Task instructions
For the listing below, show each line that includes the string "every".

Material provided
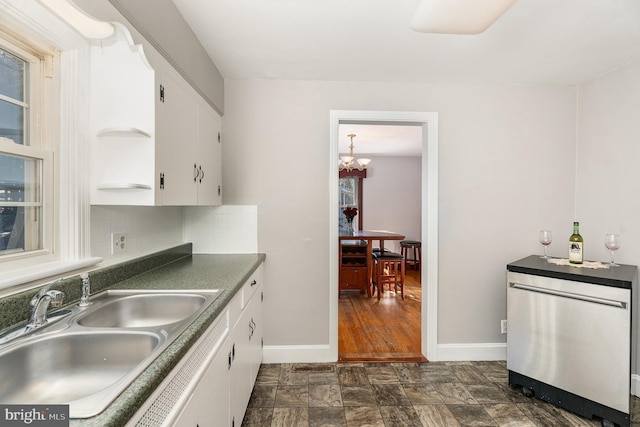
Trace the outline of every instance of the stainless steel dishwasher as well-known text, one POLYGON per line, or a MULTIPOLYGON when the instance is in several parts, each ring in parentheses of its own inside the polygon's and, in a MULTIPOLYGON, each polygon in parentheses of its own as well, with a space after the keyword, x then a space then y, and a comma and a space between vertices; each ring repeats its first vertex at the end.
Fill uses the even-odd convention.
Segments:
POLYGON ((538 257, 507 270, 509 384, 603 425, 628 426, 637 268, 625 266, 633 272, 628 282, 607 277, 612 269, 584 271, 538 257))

--

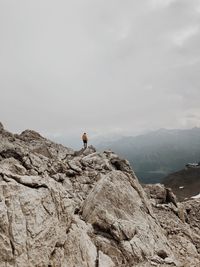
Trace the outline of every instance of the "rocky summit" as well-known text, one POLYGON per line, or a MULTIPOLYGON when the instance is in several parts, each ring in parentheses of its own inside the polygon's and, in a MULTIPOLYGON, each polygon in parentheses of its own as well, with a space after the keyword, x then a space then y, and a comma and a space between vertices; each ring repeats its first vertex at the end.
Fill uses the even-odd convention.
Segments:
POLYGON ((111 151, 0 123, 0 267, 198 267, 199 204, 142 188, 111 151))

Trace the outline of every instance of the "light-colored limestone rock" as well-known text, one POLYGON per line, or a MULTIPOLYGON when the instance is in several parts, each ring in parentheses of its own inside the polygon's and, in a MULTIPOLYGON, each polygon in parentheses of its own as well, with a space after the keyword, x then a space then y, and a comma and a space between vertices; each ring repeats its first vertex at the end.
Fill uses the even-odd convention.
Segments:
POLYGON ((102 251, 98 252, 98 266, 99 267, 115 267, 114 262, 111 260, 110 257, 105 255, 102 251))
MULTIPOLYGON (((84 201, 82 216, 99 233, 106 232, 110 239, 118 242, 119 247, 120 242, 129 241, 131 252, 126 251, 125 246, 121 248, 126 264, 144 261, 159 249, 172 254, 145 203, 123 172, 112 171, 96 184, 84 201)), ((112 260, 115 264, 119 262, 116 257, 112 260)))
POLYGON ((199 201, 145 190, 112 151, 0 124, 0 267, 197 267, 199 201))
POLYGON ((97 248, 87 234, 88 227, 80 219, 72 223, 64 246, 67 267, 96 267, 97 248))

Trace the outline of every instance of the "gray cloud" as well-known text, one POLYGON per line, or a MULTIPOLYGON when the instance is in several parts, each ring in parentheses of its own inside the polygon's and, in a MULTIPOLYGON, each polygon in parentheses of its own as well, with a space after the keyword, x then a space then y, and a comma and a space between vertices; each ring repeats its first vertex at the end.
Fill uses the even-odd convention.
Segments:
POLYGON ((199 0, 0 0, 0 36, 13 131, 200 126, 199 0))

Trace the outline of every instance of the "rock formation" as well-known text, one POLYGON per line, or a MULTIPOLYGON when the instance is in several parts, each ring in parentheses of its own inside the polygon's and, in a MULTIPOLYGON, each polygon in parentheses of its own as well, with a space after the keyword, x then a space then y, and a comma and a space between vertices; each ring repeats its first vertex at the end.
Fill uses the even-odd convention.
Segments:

Exercise output
Trace the outline of every instance of the stainless steel dishwasher as well-known text, one POLYGON per line, or a MULTIPOLYGON when the instance is in several parts, each ring in parentheses of its own inside the polygon's and, in a MULTIPOLYGON, each polygon in parentheses of its own as well, with a space after the keyword, x then a space then y, and a comma and a space between vertices; each ring repeats its first vertex at the end.
Trace the outline of every instance of the "rocky summit" as well-known text, one POLYGON per line, or a MULTIPOLYGON when the instance is in several parts, each ring in parentheses of its own inside the polygon's and, in a MULTIPOLYGON, each polygon in parentheses of its own as well, with a space after the keyword, x then a space then y, and a comma and a space between vertices; each ring repeats its first vertex at the end.
Trace the outline of every instance of the "light-colored limestone rock" as well-known text, one POLYGON per line, or a MULTIPOLYGON when the instance is in several parts, each ring in parentheses of its own inside the polygon's and, in a MULTIPOLYGON, each polygon in parentheses of its own as well, with a space after the keyword, x then a space then y, and a comma and a space between vertices; each ring repeats its first vertex at the end.
Trace the outline of every instance of the "gray cloud" as well-known text, one POLYGON per line, or a MULTIPOLYGON when the instance is in several parts, each ring in parentheses of its own inside the polygon's and, in a MULTIPOLYGON, each polygon in parentheses of its own as well, with a space after the keyword, x then a space then y, and a comma and a space between vertices; each ring repeats its first vertex at the end.
Trace the outline of every instance of the "rock formation" as well-known text, one POLYGON per line, or a MULTIPOLYGON when the instance is in several parts, each ring in parentheses of its own inside the polygon's and, in a MULTIPOLYGON, each polygon in parentheses of its own as well, with a space after the keyword, x then a space then y, and a comma and a space between vertices; each ring repeats its first vertex at the end.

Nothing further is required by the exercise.